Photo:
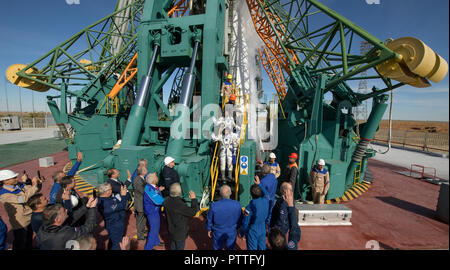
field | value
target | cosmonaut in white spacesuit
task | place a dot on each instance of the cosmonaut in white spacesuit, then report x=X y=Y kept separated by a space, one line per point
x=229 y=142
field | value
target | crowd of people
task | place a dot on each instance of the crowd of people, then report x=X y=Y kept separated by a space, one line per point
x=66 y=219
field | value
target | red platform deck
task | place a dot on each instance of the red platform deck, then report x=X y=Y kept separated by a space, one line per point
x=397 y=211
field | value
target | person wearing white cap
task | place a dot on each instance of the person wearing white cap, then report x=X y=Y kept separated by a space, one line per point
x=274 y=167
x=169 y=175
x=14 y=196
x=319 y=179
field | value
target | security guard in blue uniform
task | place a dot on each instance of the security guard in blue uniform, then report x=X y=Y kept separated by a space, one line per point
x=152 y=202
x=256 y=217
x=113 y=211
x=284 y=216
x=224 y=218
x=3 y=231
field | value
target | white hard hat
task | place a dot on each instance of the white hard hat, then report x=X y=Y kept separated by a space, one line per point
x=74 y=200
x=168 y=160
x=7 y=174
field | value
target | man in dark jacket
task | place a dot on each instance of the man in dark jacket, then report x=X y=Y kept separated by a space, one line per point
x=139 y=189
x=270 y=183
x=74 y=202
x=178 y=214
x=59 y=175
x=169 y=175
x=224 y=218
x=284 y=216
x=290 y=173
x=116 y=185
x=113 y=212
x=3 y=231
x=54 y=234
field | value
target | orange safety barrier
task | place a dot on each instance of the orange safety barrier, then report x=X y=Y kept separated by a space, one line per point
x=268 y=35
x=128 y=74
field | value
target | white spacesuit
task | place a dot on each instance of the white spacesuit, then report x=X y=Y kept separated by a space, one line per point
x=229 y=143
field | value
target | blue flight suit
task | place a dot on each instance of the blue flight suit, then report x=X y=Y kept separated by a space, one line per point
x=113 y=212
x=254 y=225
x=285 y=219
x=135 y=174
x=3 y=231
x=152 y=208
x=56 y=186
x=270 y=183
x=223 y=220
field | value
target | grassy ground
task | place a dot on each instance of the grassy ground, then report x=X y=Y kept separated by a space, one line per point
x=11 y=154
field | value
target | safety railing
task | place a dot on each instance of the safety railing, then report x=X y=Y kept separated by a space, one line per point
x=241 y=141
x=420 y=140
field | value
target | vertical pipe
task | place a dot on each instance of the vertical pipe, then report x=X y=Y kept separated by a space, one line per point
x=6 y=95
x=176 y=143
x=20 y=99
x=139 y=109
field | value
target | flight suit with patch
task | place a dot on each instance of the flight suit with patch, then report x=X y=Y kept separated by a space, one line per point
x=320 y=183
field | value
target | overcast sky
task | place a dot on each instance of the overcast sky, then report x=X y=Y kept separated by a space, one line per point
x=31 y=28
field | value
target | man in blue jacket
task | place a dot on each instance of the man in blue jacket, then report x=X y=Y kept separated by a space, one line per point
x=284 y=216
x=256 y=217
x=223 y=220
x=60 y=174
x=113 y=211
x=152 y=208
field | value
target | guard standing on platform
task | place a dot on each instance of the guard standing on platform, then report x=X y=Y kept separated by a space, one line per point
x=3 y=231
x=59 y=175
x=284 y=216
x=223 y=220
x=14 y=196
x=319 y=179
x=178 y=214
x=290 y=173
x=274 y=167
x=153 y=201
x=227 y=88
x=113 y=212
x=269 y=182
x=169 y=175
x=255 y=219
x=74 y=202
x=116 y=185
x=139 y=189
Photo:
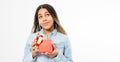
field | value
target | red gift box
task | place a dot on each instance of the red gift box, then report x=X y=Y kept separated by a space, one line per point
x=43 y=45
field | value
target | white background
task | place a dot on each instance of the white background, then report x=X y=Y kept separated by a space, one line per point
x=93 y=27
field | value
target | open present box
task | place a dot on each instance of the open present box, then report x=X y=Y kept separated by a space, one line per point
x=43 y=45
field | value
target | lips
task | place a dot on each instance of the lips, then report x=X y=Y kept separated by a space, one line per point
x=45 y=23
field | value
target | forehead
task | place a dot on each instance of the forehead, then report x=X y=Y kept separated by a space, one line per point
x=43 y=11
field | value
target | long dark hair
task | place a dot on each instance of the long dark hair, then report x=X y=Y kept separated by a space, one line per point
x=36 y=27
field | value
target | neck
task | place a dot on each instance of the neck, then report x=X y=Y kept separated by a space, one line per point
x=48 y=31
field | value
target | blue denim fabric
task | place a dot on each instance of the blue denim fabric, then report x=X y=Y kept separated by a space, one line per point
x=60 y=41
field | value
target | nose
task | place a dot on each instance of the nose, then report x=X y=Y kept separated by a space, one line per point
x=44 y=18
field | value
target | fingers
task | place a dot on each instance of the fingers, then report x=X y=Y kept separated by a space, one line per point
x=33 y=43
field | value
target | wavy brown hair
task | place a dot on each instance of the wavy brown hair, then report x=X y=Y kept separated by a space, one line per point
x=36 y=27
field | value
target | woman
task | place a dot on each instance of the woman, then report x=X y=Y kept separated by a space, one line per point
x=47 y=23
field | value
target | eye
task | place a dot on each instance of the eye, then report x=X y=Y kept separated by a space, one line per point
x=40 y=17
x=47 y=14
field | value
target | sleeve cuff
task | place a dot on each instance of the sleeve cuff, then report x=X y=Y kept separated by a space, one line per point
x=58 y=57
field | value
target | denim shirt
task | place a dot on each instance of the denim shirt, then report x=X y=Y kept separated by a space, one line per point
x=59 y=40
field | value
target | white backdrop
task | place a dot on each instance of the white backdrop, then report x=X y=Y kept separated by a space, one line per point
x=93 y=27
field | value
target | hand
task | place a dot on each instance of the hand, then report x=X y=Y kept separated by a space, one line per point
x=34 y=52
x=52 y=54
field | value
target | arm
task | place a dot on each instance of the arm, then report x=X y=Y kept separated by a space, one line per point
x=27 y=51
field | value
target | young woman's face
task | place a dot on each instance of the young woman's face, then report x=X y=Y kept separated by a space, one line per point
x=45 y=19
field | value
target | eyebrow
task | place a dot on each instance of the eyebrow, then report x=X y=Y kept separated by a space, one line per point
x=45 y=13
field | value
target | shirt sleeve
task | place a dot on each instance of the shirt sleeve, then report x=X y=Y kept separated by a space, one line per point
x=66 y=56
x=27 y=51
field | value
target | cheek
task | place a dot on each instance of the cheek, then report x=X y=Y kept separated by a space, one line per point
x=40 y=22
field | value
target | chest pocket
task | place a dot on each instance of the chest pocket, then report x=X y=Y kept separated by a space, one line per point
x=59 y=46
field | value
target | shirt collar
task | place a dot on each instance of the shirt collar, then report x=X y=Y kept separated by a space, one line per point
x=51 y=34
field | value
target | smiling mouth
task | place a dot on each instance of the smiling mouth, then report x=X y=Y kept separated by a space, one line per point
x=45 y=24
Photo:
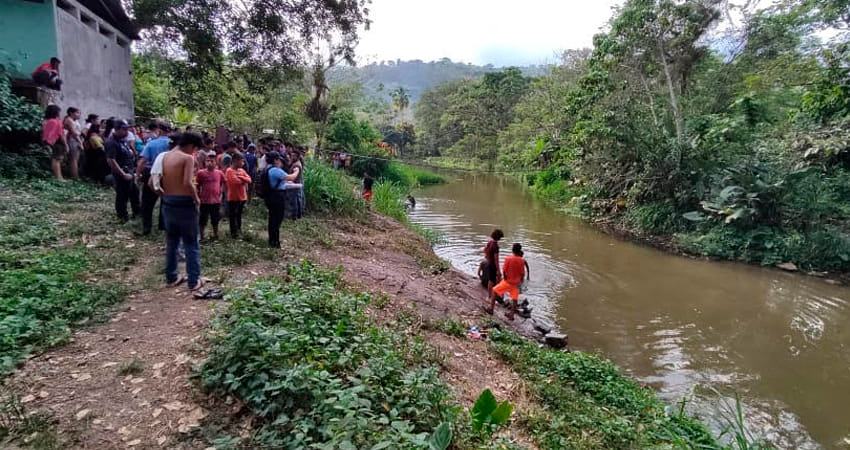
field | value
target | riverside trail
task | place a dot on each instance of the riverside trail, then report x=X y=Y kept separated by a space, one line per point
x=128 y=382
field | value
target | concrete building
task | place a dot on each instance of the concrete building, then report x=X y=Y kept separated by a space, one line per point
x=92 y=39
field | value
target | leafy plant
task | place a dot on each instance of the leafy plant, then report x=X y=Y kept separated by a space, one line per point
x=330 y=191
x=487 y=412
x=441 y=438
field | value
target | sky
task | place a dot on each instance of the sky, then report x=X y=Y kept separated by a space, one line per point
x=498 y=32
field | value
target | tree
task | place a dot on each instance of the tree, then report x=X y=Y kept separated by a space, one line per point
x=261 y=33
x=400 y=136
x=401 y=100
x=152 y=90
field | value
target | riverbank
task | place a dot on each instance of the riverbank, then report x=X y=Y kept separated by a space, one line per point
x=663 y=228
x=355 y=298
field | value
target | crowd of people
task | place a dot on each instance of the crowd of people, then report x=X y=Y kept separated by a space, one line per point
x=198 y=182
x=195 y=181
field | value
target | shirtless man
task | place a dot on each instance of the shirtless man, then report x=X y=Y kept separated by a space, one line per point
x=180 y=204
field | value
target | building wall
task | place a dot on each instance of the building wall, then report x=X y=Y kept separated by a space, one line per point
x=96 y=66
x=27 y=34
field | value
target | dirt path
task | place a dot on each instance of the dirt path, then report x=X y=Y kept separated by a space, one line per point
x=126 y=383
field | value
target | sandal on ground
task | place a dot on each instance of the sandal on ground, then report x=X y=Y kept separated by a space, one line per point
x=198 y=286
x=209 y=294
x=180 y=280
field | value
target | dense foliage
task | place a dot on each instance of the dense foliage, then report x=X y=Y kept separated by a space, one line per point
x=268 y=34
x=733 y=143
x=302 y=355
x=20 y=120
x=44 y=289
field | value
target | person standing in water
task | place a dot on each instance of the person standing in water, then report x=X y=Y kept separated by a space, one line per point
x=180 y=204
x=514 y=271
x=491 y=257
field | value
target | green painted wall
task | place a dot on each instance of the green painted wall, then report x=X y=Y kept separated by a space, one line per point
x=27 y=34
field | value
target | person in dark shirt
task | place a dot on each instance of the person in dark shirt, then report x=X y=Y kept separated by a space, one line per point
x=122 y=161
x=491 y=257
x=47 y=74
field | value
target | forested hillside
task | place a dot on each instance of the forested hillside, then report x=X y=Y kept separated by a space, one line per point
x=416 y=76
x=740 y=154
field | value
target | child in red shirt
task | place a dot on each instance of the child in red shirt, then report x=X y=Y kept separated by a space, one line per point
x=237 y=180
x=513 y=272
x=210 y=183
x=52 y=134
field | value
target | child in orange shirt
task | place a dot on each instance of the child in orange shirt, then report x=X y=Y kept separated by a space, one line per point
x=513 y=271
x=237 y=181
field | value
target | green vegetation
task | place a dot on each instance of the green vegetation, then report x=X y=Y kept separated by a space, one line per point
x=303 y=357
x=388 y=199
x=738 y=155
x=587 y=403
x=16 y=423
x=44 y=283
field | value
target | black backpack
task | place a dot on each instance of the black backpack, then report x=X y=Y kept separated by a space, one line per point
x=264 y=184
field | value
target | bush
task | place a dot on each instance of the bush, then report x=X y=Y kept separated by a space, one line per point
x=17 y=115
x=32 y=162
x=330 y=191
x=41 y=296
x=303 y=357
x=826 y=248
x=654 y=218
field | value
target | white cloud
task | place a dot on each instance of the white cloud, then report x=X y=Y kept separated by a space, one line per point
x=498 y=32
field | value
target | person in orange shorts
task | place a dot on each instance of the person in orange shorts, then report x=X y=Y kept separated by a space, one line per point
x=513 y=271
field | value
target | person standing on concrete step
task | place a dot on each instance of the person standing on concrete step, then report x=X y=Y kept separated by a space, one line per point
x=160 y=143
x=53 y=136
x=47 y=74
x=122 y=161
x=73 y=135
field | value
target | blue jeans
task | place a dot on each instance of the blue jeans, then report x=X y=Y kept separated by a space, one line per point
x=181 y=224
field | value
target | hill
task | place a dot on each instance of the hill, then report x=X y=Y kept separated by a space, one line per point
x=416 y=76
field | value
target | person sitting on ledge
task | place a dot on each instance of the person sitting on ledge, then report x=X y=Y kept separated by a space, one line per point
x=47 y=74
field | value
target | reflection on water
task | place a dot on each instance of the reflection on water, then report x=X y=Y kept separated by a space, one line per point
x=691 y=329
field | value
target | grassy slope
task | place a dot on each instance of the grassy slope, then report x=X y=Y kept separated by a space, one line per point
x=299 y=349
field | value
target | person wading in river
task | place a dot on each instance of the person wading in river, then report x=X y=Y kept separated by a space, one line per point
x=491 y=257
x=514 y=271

* * *

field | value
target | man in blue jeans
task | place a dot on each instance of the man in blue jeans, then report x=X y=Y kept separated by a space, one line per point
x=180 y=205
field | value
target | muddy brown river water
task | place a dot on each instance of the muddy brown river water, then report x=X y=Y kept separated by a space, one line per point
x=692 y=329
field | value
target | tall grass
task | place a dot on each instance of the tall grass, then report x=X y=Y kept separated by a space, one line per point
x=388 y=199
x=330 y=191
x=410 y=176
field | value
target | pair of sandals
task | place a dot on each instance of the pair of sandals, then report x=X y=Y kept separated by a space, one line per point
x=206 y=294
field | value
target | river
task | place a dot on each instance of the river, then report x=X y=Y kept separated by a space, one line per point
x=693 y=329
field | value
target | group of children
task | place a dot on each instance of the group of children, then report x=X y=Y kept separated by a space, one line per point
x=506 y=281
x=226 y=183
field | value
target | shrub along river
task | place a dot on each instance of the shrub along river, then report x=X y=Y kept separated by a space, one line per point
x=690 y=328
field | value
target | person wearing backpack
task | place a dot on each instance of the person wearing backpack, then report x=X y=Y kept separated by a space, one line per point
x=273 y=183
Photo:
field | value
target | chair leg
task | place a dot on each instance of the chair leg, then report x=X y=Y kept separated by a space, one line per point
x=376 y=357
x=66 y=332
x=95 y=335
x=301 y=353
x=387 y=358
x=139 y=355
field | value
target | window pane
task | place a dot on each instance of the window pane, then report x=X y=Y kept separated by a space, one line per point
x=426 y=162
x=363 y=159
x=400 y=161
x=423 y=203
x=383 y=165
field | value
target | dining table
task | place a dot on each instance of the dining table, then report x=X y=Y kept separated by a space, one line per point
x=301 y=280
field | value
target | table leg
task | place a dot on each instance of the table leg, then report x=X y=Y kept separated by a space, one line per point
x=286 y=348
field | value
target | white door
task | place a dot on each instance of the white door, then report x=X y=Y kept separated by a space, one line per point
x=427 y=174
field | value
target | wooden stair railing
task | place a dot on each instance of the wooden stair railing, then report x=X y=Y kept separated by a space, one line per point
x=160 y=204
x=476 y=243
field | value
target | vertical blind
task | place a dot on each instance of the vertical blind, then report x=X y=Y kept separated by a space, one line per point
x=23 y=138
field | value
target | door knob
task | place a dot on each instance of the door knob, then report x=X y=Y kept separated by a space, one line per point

==

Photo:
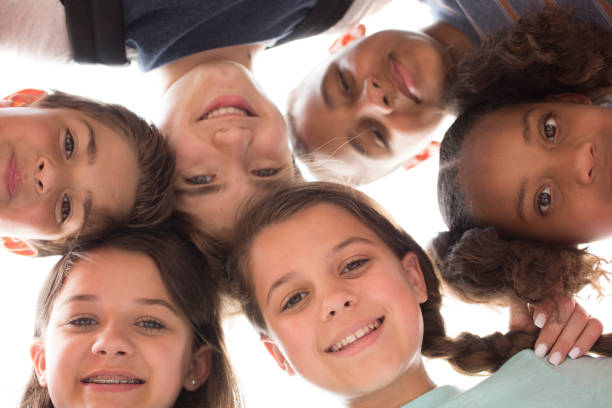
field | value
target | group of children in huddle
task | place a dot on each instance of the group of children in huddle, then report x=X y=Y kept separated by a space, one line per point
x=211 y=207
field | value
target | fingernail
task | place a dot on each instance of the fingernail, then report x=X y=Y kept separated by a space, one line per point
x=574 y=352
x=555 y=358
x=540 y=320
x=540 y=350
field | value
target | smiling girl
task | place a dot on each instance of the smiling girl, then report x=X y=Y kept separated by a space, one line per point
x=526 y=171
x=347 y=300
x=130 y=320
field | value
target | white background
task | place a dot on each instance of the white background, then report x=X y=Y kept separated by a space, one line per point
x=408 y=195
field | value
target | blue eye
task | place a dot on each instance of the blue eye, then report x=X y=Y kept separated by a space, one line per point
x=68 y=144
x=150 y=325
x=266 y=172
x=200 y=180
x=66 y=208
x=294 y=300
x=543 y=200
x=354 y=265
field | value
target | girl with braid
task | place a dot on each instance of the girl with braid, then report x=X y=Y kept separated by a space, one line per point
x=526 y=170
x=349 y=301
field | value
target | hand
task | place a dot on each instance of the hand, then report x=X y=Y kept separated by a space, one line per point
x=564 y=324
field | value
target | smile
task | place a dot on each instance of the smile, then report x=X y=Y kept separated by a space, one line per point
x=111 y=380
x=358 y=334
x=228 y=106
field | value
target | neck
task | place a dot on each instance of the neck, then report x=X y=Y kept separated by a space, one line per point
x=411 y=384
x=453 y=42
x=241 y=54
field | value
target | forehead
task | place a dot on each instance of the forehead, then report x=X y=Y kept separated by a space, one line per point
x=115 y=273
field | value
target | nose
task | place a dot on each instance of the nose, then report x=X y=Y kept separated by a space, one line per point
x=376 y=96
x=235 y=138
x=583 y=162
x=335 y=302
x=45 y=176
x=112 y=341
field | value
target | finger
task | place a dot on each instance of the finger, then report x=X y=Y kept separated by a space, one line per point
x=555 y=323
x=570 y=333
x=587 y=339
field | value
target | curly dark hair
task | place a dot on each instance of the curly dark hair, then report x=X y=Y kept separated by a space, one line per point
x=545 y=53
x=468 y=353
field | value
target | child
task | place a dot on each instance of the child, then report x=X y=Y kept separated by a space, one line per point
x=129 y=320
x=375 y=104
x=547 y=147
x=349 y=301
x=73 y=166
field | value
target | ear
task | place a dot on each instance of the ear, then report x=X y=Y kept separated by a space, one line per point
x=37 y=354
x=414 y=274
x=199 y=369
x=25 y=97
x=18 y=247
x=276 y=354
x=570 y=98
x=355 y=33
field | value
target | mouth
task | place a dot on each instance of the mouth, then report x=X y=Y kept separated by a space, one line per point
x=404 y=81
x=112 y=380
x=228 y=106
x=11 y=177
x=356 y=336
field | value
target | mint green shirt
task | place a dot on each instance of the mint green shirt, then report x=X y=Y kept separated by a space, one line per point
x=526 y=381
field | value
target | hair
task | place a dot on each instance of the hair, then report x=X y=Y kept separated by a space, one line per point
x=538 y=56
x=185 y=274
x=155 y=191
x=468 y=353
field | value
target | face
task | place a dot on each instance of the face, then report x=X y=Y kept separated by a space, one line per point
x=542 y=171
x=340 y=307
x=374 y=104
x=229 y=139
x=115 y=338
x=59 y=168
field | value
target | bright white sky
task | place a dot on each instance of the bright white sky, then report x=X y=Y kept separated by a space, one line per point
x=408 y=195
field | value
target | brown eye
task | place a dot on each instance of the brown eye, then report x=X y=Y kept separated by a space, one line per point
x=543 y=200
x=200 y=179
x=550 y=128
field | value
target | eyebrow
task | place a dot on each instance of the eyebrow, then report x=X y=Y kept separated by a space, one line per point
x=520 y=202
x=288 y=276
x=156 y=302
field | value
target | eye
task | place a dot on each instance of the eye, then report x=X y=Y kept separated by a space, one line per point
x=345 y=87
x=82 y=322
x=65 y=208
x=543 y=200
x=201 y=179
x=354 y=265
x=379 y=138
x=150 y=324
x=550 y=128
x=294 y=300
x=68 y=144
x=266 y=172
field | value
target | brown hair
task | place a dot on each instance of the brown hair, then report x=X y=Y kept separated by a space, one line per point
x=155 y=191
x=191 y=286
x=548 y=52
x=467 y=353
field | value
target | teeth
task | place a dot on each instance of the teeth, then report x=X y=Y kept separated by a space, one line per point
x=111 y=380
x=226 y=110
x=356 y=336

### Task description
Pull out every line above that contains the word "bright".

### Output
target | bright white sky
task | place a dot on each instance of the bright white sky, then report x=X y=Y kept separated by a space, one line per point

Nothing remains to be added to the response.